**Given passage:**
21  Metropolis–Hastings in continuous space

21.1 The Metropolis–Hastings algorithm again

Last time, we looked at Markov chains \((X_i)\) in continuous space, as defined by a transition density \(p(x, y)\). We saw (under certain technical conditions we didn’t get into) that we have convergence to a unique stationary probability density \(\pi\). We further saw that we have an ergodic theorem \[ \frac{1}{n} \sum_{i=1}^n \phi(X_i) \to \operatorname{\mathbb E}\phi(X) , \] where \(X\) has PDF \(\pi\).

As before, this opens up to us the possibility of MCMC: find a Markov chain with stationary distribution equal to the PDF you want to sample from, then use the output of the Markov chain as the samples in a Monte Carlo estimator. And, yet again, the Metropolis–Hastings algorithm gives us a way to find such a Markov chain. The continuous Metropolis–Hastings algorithm is essentially the same as the discrete time one, but with densities instead of probabilities.

**What the task requires:** Write out the passage on the Metropolis–Hastings algorithm word for word, starting at "As before, this" and ending at "instead of probabilities.".

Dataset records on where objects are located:

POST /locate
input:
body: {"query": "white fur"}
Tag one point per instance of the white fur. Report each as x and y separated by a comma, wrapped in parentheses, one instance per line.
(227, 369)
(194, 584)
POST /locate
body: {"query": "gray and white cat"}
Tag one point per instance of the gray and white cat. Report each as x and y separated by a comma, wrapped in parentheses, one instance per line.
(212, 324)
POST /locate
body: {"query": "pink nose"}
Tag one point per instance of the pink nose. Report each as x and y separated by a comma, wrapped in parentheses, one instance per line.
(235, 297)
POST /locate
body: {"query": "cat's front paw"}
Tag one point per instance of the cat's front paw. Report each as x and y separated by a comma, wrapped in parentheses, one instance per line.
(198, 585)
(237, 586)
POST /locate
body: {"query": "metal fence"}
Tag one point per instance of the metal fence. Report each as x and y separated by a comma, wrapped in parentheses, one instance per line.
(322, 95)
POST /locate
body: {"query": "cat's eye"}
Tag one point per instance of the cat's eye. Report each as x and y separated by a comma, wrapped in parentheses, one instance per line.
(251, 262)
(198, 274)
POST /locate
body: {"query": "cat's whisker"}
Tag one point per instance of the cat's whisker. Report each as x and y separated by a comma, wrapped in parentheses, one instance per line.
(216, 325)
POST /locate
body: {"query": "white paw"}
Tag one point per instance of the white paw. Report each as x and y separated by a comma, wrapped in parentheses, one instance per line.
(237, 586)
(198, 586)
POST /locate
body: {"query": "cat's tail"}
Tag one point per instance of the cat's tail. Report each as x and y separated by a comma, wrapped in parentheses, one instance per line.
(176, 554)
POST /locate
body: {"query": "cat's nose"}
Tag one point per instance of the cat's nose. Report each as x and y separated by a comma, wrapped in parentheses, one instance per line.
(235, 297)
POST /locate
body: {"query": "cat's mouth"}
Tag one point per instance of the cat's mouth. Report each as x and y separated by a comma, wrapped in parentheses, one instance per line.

**Task result:**
As before, this opens up to us the possibility of MCMC: find a Markov chain with stationary distribution equal to the PDF you want to sample from, then use the output of the Markov chain as the samples in a Monte Carlo estimator. And, yet again, the Metropolis–Hastings algorithm gives us a way to find such a Markov chain. The continuous Metropolis–Hastings algorithm is essentially the same as the discrete time one, but with densities instead of probabilities.